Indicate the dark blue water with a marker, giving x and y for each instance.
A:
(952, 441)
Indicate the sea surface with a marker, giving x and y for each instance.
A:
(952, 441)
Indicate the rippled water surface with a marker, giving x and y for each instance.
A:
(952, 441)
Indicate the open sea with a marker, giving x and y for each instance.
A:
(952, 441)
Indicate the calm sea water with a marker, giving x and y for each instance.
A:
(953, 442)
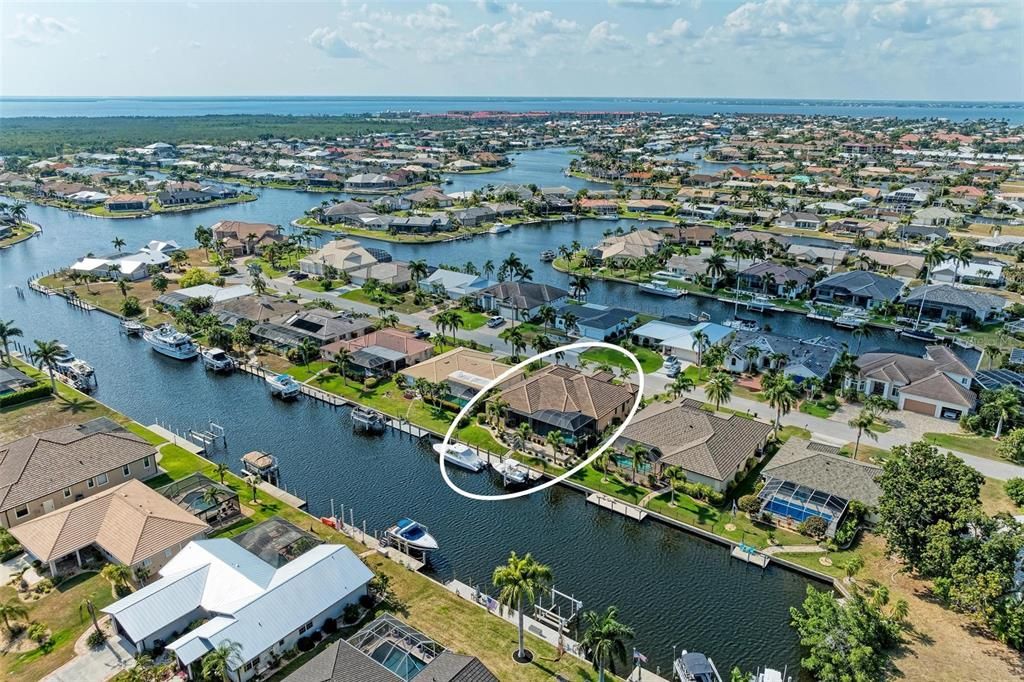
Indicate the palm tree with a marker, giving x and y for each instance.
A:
(220, 662)
(8, 332)
(46, 354)
(11, 610)
(863, 423)
(518, 581)
(676, 478)
(339, 364)
(781, 393)
(719, 388)
(604, 641)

CHALLENGE
Print the lines starting at the one containing "Indicate the palm" and ending with the final line, reproducing each without any change.

FULL SOLUTION
Indicate the palm tree with a marker, giving x and y for each instance.
A:
(220, 662)
(8, 332)
(46, 354)
(11, 610)
(863, 423)
(518, 581)
(676, 478)
(339, 364)
(781, 393)
(719, 388)
(604, 641)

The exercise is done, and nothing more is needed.